=== Begin Enclosure ===
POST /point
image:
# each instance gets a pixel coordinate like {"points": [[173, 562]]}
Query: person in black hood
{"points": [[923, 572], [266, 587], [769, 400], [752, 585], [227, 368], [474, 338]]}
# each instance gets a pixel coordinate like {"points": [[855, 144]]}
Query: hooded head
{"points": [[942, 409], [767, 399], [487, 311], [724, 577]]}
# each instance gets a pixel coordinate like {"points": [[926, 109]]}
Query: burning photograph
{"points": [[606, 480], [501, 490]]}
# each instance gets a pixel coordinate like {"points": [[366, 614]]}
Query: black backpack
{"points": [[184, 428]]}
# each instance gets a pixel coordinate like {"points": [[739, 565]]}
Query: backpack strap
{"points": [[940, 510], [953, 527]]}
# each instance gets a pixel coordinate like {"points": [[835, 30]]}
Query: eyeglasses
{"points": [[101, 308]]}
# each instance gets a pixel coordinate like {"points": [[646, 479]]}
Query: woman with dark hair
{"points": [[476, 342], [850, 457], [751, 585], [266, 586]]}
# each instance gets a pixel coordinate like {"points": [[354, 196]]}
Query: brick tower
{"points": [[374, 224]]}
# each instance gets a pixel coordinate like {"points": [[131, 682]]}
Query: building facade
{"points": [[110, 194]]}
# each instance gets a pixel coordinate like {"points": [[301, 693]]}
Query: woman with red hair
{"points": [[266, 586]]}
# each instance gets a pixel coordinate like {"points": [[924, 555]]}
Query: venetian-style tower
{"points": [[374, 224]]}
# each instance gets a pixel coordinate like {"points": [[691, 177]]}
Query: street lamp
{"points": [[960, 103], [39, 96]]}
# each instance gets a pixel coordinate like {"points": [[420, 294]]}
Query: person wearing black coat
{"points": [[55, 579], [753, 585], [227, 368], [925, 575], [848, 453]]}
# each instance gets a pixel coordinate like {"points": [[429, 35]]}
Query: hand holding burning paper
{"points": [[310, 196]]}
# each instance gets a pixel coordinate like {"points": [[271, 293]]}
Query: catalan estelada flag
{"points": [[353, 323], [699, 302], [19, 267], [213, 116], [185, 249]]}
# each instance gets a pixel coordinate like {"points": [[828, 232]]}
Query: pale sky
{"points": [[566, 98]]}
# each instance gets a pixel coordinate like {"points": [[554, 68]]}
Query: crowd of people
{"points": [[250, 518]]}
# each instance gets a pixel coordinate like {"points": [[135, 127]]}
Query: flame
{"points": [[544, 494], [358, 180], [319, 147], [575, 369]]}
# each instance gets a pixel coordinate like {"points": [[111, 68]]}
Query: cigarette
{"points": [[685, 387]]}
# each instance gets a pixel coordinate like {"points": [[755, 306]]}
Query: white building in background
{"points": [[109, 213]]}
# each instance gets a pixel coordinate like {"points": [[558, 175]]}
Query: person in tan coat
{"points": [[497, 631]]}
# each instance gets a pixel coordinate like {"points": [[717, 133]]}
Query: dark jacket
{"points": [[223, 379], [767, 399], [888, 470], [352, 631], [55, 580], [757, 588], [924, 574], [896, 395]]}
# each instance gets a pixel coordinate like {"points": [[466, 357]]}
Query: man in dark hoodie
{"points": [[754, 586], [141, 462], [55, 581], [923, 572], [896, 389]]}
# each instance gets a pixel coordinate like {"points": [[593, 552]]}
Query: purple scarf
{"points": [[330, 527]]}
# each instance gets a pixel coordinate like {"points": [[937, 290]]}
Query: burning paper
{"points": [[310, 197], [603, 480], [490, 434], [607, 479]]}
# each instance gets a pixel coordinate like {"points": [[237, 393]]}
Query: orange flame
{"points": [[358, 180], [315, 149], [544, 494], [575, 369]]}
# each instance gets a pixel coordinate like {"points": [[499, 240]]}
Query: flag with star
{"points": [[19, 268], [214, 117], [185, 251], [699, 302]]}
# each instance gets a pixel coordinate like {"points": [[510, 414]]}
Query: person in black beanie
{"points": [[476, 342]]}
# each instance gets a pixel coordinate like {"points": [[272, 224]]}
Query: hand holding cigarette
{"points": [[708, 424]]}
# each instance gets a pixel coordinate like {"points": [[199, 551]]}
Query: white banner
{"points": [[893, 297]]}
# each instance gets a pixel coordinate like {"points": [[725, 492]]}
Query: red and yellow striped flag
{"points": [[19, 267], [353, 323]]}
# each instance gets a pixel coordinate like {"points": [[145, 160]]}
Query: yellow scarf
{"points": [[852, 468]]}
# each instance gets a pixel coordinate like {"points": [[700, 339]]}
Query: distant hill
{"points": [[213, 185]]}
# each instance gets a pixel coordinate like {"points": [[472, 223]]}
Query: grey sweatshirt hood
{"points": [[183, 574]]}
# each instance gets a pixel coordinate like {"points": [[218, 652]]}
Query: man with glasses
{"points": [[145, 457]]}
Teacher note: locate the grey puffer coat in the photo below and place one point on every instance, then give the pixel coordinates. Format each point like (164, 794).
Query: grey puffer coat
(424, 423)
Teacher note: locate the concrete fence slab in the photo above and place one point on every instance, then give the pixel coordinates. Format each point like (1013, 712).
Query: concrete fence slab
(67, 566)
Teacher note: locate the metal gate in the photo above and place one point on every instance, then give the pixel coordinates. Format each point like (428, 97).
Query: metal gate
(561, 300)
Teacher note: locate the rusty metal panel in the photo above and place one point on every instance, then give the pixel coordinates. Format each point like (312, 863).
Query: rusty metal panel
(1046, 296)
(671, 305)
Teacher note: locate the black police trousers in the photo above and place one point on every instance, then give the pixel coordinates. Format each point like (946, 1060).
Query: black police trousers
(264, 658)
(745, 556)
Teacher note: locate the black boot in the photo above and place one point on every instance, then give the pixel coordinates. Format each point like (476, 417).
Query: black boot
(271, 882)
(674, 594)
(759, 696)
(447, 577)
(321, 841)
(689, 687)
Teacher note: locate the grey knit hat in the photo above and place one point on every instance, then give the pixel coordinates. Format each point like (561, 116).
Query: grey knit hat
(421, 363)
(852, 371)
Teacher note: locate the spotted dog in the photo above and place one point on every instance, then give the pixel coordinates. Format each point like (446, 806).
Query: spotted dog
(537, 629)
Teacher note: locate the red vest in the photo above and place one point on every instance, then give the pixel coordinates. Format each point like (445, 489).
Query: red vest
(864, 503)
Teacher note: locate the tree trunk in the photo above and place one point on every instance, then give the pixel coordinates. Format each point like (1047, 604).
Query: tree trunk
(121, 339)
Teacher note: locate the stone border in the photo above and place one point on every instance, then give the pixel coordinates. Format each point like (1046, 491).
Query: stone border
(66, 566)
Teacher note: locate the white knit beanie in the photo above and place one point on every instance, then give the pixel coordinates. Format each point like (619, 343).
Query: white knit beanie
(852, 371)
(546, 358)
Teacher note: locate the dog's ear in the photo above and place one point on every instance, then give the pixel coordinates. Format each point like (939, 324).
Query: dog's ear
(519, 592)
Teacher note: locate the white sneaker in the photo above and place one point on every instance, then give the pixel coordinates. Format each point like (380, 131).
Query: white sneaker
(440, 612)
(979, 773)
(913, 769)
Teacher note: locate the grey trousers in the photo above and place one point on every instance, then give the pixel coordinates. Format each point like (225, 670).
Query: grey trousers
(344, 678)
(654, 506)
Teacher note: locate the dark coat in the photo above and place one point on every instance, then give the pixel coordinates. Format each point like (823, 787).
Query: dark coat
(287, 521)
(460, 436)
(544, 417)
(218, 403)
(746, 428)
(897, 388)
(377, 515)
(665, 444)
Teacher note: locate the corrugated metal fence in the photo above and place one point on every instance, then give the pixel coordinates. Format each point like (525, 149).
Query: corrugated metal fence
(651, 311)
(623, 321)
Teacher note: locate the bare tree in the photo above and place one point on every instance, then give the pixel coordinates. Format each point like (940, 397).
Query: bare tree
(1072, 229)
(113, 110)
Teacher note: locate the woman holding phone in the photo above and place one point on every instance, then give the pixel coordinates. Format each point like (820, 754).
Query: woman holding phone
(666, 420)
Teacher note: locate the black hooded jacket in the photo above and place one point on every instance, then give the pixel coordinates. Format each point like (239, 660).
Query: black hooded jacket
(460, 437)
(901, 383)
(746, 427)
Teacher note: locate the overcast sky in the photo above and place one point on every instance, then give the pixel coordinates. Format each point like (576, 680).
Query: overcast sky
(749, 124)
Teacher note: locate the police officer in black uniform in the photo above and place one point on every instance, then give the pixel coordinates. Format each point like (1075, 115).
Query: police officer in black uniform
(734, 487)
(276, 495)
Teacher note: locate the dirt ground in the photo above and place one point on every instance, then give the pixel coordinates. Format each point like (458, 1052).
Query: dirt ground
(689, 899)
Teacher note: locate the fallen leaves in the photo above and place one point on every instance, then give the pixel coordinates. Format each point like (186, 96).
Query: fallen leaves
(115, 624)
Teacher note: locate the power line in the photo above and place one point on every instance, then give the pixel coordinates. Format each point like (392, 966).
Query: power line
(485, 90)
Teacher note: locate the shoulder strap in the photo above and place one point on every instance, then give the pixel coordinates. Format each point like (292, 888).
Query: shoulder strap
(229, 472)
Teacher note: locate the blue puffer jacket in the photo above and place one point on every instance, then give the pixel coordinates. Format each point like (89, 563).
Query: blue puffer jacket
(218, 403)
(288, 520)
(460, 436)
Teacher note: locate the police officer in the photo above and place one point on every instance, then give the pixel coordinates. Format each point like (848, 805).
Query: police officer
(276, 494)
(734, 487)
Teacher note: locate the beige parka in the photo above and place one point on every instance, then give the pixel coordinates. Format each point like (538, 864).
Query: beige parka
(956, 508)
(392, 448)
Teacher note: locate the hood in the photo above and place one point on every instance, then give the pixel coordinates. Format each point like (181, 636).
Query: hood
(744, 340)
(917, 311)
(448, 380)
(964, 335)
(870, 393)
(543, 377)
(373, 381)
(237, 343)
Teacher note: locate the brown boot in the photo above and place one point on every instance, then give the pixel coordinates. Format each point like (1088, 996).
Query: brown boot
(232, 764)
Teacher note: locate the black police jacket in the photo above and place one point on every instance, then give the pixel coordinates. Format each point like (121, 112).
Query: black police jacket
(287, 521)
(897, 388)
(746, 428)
=== End Enclosure ===
__Required action__
Repeat word for word the lines above that run from the line containing "Query: shoulder strap" through the line containing "Teacher note: locate the police officer in the", both ends included, and nothing else.

__Solution below__
Query: shoulder strap
(229, 472)
Teacher note: locate the blue puffer jacket in the photo above and place one point on every instance, then give the pixel coordinates. Format each point like (89, 563).
Query: blue puffer jacket
(218, 403)
(288, 520)
(460, 436)
Teacher note: locate the police officer in the photo above and place one point on every instance, then give the pixel coordinates. Format each point like (848, 805).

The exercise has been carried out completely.